-- Start of TASK DATA --

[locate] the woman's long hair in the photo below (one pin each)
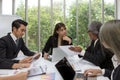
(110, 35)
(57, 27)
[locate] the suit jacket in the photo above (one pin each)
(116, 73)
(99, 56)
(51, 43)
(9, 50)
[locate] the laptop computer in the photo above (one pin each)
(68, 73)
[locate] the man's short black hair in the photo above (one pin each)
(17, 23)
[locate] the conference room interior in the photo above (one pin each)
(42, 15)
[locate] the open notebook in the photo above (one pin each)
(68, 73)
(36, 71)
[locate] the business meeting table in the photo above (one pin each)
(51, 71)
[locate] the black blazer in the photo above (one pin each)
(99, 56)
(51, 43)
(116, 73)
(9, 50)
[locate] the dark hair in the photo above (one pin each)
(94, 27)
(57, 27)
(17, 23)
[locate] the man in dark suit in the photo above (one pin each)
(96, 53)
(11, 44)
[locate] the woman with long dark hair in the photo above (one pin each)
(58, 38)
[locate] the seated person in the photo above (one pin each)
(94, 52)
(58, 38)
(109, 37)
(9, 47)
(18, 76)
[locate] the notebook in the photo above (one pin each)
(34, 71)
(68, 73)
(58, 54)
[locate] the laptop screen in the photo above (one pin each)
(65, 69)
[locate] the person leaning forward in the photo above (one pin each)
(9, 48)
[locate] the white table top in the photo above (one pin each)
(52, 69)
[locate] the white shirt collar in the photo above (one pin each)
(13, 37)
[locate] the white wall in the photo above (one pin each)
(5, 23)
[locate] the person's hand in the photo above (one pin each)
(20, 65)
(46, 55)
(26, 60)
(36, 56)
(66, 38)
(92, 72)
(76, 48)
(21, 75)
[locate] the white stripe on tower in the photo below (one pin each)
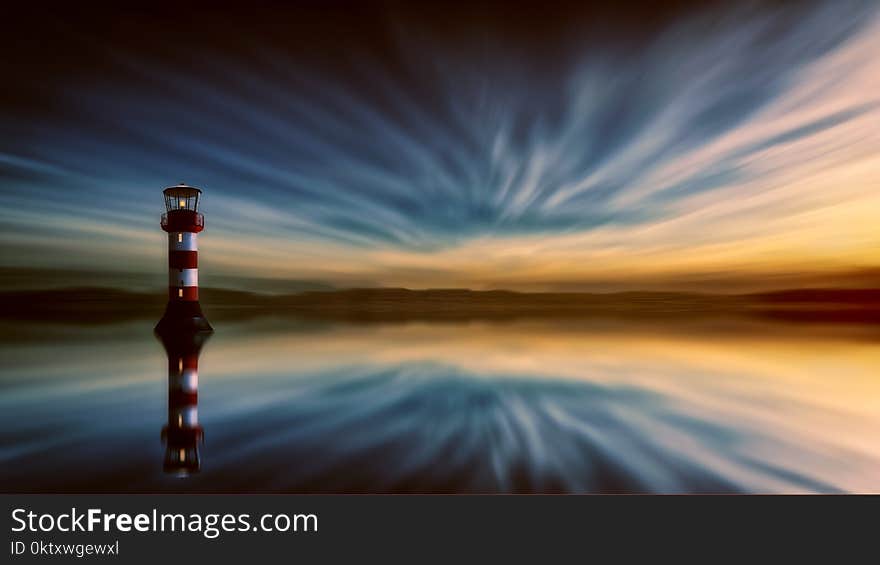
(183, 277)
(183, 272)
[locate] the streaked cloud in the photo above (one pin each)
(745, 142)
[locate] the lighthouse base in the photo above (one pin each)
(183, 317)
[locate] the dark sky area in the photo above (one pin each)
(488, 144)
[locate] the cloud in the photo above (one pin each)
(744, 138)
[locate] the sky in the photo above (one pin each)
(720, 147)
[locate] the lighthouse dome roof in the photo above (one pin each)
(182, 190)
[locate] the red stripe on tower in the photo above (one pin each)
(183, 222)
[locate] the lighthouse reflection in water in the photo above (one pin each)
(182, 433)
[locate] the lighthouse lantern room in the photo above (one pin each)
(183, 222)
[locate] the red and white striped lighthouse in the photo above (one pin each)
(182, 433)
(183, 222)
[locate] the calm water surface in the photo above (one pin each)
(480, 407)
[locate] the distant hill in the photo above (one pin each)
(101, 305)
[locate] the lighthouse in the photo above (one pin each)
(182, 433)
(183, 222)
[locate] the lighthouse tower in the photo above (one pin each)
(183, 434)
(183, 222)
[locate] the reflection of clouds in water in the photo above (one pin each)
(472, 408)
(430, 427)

-- End of TASK DATA --

Copy each of the rows above verbatim, covering all of them, and omit the pictures from your answer.

OUTPUT FOR THIS TASK:
[locate] the woman's long hair in the photo below (one pin each)
(110, 35)
(57, 27)
[locate] the suit jacket in the photo above (one pin each)
(116, 73)
(99, 56)
(51, 43)
(9, 50)
[locate] the laptop computer in the photo above (one pin each)
(68, 73)
[locate] the man's short black hair in the photo above (one pin each)
(17, 23)
[locate] the conference room interior in the photo above (one pin each)
(42, 15)
[locate] the open notebook in the photo above (one pin each)
(68, 73)
(36, 71)
[locate] the business meeting table in the photo above (one pin each)
(51, 71)
[locate] the black blazer in the photo above (one pin each)
(99, 56)
(51, 43)
(116, 73)
(9, 50)
[locate] the dark hair in the photo above (one pin each)
(94, 27)
(57, 27)
(17, 23)
[locate] the man in dark suit in the photo above (one pin each)
(96, 53)
(11, 44)
[locate] the woman with long dark hair in the photo above (one pin each)
(58, 38)
[locate] the seated person in the photo above (one pin each)
(94, 52)
(58, 38)
(109, 37)
(9, 47)
(18, 76)
[locate] the notebook in the photo above (one pin each)
(34, 71)
(68, 73)
(58, 54)
[locate] the laptop screen in the photo above (one pin each)
(65, 69)
[locate] the person leaning forward in the photo above (one pin each)
(9, 48)
[locate] the white table top in the photo above (one pin each)
(52, 69)
[locate] the white shirt collar in the photo above (one pin each)
(13, 37)
[locate] the white wall in the photo above (one pin each)
(5, 23)
[locate] the person's hand in the photo above (one pin each)
(20, 65)
(46, 55)
(26, 60)
(36, 56)
(66, 38)
(92, 72)
(76, 48)
(21, 75)
[locate] the white stripe on tower in the photo below (one pin each)
(183, 277)
(183, 272)
[locate] the streaked cloud in the photo above (one pin each)
(745, 142)
[locate] the lighthouse base in the photo above (one pin each)
(183, 317)
[locate] the dark sky area in the photo above (one pin each)
(488, 144)
[locate] the cloud in the photo above (one pin each)
(744, 138)
[locate] the sky in the photo above (one pin each)
(720, 147)
[locate] the lighthouse dome roof in the photo above (one pin each)
(182, 190)
[locate] the red stripe on tower in the photo above (one pin each)
(183, 222)
[locate] the lighthouse reflection in water in the photo above (one pin each)
(182, 433)
[locate] the lighthouse lantern room in the photo above (one pin each)
(183, 222)
[locate] the red and white striped lighthouse in the photo above (one pin each)
(182, 433)
(183, 222)
[locate] the calm water surface in the photo above (one pin each)
(480, 407)
[locate] the distant hill in the photo above (one pin each)
(101, 305)
[locate] the lighthouse in the photo above (one pin each)
(182, 433)
(183, 222)
[locate] the lighthouse tower in the photo above (one pin each)
(183, 434)
(183, 222)
[locate] the reflection of clouds in water in the photo above (one pin each)
(472, 408)
(430, 427)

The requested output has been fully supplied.